**DOCUMENT SEGMENT**:

Added Apr 09 2012
The recently published Urban Institute report on the impact of CHA relocatees on crime rates has stoked tension in communities between CHA and non-CHA residents.
The report is very nuanced. The topline summary provided by the media has served to only confirm the worst fears of middle class residents of communities with CHA relocatees.
While media attention has been focused on the impact of CHA relocatees on crime rates, some points must be made. First, crime rates dropped across Chicago in the 2000s. Second, the amount of the reduction in crime in communities with CHA relocatees is related to the concentration of CHA relocatees. Communities with low numbers of relocatees experienced a larger reduction in crime rates than communities with high numbers of CHA relocatees.
More importantly, the report demonstrates that communities that converted traditional public housing to mixed income transformation sites experienced significant reductions in crime rates. For many years the Fourth Ward has had traditional public housing projects such as Washington Park, Ida B. Wells, Madden, Darrow, and Lake Michigan Homes. The CHA transformation plan has converted traditional public housing into mixed income developments.
Mixed income housing disaggregates toxic concentrations of poverty, increases the median income of neighborhoods, grows population density, and spurs retail development.
Current and future mixed income housing developments in the Fourth Ward require drug testing for all residents, regardless of income, and prospective tenants submit to a rigorous selection process.
Finally, I have made it clear to CHA in public and private meetings that lease provisions must be enforced and that CHA residents who fail to comply with their leases must be evicted.

**AVAILABLE DATA**:
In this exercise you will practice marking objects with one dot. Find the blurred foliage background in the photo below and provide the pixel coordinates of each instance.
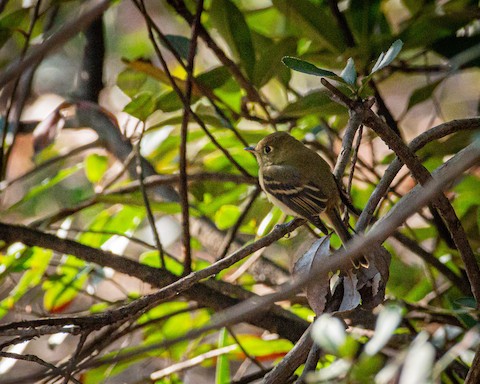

**EXERCISE PROMPT**: Rewrite the post on CHA relocatees, starting with "Mixed income housing disaggregates" and going on through "rigorous selection process.", swapping "drug testing" for "background checks".

**RESPONSE TO THIS TASK**:
Mixed income housing disaggregates toxic concentrations of poverty, increases the median income of neighborhoods, grows population density, and spurs retail development.
Current and future mixed income housing developments in the Fourth Ward require background checks for all residents, regardless of income, and prospective tenants submit to a rigorous selection process.